##### GIVEN INFORMATION #####
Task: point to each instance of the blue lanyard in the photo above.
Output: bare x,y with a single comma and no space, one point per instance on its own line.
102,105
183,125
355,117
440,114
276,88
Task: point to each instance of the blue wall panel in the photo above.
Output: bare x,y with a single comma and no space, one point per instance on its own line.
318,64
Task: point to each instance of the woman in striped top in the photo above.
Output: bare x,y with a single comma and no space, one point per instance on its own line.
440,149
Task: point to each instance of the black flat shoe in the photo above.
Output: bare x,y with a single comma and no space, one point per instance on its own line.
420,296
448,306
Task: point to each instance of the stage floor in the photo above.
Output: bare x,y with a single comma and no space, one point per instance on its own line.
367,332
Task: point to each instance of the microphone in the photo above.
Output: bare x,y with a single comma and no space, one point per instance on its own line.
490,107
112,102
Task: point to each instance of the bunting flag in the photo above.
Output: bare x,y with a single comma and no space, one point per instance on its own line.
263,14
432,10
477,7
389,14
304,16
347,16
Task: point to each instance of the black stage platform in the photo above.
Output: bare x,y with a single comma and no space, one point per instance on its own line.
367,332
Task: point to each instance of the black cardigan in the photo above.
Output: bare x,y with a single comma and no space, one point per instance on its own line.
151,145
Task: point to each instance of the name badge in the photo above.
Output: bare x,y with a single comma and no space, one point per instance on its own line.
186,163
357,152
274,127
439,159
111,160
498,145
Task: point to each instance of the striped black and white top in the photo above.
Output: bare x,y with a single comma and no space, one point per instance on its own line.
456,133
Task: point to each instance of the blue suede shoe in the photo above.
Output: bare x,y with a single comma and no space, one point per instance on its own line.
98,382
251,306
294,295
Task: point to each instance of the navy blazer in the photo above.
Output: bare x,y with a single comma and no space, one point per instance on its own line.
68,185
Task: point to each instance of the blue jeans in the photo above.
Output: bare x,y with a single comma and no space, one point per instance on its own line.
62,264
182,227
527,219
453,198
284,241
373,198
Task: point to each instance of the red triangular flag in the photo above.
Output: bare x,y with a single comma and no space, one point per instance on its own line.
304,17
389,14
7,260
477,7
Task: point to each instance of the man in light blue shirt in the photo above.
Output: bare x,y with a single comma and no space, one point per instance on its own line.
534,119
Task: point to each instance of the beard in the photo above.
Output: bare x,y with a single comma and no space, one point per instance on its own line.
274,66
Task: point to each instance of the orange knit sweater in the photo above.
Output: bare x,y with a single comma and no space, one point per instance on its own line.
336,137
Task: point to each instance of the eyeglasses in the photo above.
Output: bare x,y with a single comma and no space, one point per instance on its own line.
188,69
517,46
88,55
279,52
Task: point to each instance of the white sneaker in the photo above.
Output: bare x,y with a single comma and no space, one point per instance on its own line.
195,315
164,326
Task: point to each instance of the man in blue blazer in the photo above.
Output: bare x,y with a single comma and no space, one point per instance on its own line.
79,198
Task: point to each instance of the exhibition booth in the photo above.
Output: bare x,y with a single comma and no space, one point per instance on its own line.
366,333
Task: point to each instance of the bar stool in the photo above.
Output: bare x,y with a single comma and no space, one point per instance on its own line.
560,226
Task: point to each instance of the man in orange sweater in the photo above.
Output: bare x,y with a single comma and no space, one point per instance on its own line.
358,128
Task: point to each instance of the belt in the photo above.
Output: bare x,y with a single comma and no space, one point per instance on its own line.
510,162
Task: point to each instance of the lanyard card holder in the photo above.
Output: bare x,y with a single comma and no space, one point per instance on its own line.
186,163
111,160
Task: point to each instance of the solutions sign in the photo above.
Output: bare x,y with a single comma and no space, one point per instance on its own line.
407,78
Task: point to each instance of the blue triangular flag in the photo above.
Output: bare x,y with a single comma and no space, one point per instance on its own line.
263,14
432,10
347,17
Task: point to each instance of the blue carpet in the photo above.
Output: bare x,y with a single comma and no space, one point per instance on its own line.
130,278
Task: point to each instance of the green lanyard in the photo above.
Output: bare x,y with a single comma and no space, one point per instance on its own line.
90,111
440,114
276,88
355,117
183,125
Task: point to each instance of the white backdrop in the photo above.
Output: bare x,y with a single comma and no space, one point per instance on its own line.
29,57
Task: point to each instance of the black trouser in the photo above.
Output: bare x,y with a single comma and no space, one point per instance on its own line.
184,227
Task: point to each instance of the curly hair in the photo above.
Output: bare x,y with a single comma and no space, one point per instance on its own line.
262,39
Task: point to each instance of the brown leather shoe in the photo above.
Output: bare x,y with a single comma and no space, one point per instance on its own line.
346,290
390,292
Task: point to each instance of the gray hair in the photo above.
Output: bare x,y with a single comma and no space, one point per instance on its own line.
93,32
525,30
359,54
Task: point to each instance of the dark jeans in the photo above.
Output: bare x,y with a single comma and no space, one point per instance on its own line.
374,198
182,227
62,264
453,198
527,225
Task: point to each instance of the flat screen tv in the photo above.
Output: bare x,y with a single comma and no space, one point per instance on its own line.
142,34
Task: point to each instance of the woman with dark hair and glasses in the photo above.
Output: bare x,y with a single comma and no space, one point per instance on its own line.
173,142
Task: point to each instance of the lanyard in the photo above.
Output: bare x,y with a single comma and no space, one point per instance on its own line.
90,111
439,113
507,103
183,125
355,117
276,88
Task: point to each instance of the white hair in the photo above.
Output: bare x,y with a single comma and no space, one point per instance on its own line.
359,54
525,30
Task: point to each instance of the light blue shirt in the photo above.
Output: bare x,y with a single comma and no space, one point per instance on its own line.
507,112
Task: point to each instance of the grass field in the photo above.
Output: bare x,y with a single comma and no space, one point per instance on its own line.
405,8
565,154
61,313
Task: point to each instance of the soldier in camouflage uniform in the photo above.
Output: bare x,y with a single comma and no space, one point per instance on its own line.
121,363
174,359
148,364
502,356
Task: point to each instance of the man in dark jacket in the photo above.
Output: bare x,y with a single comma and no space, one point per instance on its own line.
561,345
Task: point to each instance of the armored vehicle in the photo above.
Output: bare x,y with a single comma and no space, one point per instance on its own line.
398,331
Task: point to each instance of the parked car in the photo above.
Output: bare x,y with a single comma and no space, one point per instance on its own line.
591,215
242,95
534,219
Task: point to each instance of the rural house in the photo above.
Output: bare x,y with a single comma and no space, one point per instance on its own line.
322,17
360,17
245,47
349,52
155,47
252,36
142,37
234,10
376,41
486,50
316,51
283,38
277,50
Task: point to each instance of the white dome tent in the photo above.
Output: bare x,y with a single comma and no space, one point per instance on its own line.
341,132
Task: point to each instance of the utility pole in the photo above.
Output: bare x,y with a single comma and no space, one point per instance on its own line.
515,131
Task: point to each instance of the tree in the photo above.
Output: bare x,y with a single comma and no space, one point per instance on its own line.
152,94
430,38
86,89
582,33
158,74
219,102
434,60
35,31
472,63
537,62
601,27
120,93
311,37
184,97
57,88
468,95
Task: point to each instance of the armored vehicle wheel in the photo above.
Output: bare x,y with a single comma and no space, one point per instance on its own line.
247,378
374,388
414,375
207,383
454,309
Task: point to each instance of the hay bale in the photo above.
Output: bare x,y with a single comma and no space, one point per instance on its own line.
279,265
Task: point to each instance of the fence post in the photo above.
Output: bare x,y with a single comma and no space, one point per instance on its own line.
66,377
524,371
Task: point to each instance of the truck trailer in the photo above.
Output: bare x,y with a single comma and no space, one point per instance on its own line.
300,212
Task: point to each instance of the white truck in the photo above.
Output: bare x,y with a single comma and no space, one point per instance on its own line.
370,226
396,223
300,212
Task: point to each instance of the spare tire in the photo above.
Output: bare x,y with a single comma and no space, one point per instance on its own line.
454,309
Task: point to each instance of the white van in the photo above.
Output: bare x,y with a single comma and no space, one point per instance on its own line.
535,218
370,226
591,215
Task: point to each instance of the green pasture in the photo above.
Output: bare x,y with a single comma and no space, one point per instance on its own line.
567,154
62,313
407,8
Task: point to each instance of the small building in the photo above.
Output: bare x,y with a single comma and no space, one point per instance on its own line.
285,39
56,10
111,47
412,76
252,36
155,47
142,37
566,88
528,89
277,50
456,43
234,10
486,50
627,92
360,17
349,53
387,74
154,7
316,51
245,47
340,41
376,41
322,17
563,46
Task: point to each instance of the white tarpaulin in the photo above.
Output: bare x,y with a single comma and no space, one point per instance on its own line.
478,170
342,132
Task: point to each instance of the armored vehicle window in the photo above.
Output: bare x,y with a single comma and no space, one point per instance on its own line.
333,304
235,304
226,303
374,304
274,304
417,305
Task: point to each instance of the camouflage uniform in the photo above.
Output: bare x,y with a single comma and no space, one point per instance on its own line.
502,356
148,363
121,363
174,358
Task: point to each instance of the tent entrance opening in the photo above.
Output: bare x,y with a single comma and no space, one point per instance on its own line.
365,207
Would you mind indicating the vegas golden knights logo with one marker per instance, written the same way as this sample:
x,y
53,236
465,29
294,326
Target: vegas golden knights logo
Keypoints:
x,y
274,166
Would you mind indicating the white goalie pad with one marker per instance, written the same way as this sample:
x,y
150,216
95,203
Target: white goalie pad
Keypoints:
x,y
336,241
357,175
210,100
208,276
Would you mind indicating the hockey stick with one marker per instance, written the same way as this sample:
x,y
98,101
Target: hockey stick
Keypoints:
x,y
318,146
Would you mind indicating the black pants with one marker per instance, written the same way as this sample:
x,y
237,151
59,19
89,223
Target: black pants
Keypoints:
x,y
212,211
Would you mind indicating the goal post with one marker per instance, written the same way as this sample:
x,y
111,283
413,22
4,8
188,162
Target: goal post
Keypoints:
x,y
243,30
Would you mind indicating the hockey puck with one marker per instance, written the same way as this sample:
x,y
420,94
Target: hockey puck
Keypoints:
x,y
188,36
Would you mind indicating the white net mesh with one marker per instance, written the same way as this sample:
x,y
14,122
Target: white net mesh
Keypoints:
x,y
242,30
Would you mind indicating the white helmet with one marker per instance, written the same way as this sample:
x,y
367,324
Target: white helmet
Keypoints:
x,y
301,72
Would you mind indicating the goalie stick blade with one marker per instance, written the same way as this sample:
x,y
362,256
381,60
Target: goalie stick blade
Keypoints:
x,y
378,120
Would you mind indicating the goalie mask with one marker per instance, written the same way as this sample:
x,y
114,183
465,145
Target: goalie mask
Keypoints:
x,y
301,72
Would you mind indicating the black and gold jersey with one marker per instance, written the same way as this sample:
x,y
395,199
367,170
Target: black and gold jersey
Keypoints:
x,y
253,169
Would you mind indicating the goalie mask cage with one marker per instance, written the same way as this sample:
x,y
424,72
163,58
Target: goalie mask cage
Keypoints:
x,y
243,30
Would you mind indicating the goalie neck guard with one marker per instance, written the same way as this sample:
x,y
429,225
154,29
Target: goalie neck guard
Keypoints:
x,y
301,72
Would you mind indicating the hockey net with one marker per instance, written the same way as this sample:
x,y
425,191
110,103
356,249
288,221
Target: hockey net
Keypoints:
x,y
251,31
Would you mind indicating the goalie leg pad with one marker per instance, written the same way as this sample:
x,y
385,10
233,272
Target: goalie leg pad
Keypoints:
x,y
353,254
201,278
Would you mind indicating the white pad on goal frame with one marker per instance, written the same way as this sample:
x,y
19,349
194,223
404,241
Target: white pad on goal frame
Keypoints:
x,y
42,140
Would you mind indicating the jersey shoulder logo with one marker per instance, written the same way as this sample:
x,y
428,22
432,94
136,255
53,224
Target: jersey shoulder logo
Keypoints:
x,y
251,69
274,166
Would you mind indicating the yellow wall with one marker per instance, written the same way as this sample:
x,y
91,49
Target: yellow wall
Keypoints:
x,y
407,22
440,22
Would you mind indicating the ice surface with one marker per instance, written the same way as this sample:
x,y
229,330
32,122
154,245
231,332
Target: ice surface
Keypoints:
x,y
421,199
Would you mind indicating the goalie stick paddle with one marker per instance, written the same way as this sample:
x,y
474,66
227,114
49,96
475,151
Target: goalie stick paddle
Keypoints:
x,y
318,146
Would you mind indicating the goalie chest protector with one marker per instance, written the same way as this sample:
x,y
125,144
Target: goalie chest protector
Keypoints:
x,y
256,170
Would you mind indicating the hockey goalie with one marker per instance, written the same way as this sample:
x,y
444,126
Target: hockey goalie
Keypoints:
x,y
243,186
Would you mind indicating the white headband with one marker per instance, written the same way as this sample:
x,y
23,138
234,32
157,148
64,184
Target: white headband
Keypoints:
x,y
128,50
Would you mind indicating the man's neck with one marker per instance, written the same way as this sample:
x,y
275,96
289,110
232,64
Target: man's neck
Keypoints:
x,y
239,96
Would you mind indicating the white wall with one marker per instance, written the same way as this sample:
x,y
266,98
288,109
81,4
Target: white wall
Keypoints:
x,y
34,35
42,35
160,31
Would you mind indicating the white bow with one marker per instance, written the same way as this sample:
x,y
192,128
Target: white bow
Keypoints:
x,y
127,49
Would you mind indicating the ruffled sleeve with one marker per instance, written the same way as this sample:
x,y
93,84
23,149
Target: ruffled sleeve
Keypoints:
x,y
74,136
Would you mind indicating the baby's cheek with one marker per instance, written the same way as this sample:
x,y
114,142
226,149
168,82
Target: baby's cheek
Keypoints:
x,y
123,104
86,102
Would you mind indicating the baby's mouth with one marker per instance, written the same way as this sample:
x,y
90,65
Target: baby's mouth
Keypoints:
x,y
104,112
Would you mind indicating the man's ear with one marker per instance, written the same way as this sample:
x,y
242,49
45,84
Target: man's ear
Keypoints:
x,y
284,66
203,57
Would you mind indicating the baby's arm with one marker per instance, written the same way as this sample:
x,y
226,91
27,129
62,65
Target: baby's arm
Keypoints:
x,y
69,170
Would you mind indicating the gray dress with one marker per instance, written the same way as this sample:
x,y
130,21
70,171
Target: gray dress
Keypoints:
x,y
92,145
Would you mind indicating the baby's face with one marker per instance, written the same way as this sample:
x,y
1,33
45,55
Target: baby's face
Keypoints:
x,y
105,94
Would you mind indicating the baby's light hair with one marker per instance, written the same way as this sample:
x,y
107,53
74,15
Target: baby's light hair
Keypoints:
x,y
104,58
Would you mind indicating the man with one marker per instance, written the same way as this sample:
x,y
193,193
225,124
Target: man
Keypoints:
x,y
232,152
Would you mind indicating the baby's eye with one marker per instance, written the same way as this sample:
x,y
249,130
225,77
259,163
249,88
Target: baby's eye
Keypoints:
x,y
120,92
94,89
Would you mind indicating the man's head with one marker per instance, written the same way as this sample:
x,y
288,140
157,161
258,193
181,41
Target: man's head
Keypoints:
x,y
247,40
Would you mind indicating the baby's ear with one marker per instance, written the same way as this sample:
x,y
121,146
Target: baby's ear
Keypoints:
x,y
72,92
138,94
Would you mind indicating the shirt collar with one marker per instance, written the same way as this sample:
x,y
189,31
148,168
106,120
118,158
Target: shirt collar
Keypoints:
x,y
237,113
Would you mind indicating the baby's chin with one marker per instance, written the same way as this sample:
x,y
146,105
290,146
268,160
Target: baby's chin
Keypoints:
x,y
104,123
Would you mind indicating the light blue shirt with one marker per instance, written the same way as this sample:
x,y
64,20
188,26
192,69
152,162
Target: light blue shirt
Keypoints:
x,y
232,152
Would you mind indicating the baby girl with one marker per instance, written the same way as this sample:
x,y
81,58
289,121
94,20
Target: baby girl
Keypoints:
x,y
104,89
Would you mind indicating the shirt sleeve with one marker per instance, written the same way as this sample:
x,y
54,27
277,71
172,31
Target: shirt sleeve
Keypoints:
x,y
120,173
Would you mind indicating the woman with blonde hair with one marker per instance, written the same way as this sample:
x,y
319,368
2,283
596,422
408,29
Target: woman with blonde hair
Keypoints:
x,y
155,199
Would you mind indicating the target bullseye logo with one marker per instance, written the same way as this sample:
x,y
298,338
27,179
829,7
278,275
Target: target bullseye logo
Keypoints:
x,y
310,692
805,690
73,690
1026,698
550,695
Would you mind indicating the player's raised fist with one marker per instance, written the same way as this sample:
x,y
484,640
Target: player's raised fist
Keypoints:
#####
### WHAT IS EXPECTED
Write out once more the lines above beginning at the line with "Would you mind indicating the woman"; continue through the final line and stop there.

### TASK OUTPUT
Would you mind indicating the woman with blonde hair with one marker per instance, written the same way as this sample:
x,y
319,368
2,283
596,422
408,29
Target: woman with blonde hair
Keypoints:
x,y
155,199
Would you mind indicating the target bullseye logo with one marker per instance, written the same way as this sample:
x,y
298,338
27,179
829,7
278,275
Target: target bullseye logo
Keypoints:
x,y
310,692
805,690
73,690
1026,698
550,695
Would you mind indicating the player's raised fist with one marker per instance, written the same way as this sample:
x,y
484,640
Target: player's raised fist
Keypoints:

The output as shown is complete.